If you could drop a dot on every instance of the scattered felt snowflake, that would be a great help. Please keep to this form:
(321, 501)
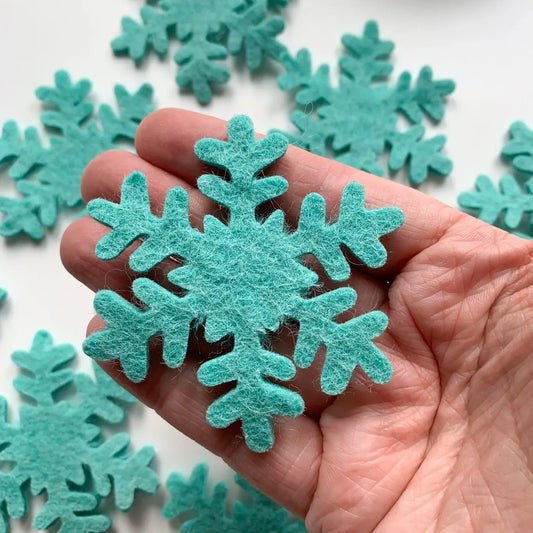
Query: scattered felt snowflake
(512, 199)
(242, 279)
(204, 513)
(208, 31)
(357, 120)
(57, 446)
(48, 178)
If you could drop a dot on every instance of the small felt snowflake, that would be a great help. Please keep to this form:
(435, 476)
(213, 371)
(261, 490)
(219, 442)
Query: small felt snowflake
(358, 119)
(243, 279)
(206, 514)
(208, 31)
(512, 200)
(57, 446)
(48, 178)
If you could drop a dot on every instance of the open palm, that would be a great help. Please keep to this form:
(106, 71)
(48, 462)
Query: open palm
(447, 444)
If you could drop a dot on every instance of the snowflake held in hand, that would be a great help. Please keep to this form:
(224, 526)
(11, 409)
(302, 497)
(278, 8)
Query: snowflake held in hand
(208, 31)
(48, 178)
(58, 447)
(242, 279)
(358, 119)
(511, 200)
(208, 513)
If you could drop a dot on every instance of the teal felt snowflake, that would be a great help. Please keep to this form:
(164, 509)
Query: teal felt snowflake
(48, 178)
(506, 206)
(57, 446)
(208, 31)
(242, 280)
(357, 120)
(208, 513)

──────────────────────────────

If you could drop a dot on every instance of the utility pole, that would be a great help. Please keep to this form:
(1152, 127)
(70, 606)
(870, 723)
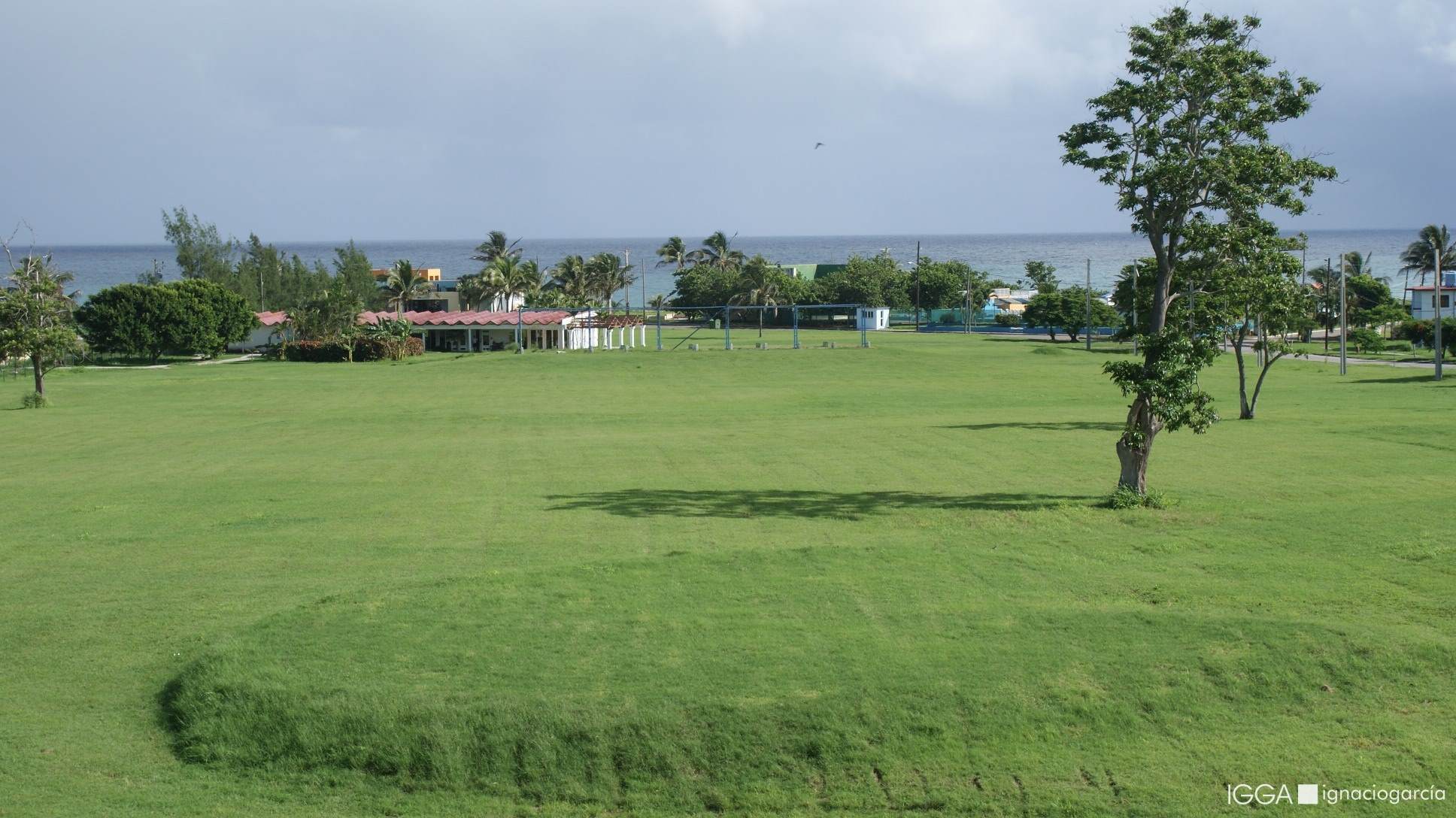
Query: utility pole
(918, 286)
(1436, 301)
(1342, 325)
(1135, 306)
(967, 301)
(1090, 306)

──────────────────────────────

Directions for this task: How many lines of the material above contain the string "Query"? Reply with the number alone.

Solution to this task: 6